◆ INSTRUCTION 1 ◆
In the passage on the Port of Reggio, what keeps the port's artificial basin sheltered? Answer in one to three sentences.
◆ INSTRUCTION 2 ◆
Can you write the next part of the passage on the Port of Reggio, picking up after its last sentence?

◆ PASSAGE SHOWN ◆
┏━━
The Port of Reggio is a seaport in the Mediterranean Sea serving the Italian city of Reggio Calabria.

The position of the ancient Ausonian-Italic and Greek port is unknown. At that time, the port was located in the southern part of the Reggio coast. During Roman times, the port, called Columna Rhegina was located in the northern part of the Reggio coast, near the Strait of Messina between Sicily and Calabria. The present-day port, enlarged after 1908 earthquake, just takes up the western part of the Santa Caterina neighbourhood, near the city centre.

The port connects Reggio and its surroundings to Messina, Catania, Aeolian Islands, Taormina and Malta.

The port of Reggio, which opens onto the eastern shore of the Strait, consists of an artificial basin protected by the long Banchina di Ponente. The city of Reggio overlooks the port with the Santa Caterina district.
┗━━
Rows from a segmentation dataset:
┏━━
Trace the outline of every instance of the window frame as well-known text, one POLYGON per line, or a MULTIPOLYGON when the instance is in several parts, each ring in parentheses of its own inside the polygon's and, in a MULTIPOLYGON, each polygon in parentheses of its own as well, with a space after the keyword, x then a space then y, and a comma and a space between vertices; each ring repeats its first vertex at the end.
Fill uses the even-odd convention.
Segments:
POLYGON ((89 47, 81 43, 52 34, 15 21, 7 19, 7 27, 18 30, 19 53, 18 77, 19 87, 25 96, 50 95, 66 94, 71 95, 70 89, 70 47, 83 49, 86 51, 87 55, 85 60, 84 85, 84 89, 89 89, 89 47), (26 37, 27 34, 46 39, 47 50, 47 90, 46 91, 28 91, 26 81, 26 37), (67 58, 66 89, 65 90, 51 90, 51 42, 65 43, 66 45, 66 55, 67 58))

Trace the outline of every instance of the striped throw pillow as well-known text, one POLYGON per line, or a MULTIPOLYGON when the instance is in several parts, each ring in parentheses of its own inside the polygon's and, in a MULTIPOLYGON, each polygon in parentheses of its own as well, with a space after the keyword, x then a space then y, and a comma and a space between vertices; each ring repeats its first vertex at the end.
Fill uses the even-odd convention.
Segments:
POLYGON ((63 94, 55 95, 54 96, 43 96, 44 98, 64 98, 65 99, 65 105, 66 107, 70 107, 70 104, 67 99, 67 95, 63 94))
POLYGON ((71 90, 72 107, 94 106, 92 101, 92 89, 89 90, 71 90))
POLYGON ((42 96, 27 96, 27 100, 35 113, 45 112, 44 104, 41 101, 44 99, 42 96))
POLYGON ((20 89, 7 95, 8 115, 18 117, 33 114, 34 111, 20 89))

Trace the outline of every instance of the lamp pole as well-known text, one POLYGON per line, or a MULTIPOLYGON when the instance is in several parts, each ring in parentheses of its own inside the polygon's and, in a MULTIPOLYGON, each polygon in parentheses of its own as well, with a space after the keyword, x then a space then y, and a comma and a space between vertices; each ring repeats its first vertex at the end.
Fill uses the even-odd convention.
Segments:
┗━━
◆ TASK RESULT 1 ◆
The port's artificial basin is protected by the long Banchina di Ponente.

◆ TASK RESULT 2 ◆
On the inner side is the eastern quay with the fish market, the Margottini quay, and, further south, the inner breakwater for pleasure boats. One quay is dedicated to fishing.

The entrance mouth is 110 m wide, while the docks measure approximately 2.5 km. The seabed is on average 7.50 m deep, while the total surface area of the basin occupies100,000 m²  and the tide level difference is 60 cm.

The maritime and air health offices, as well as the veterinary office, are located at the port. From the western pier, you can enjoy a wide and evocative panorama of the city of Reggio.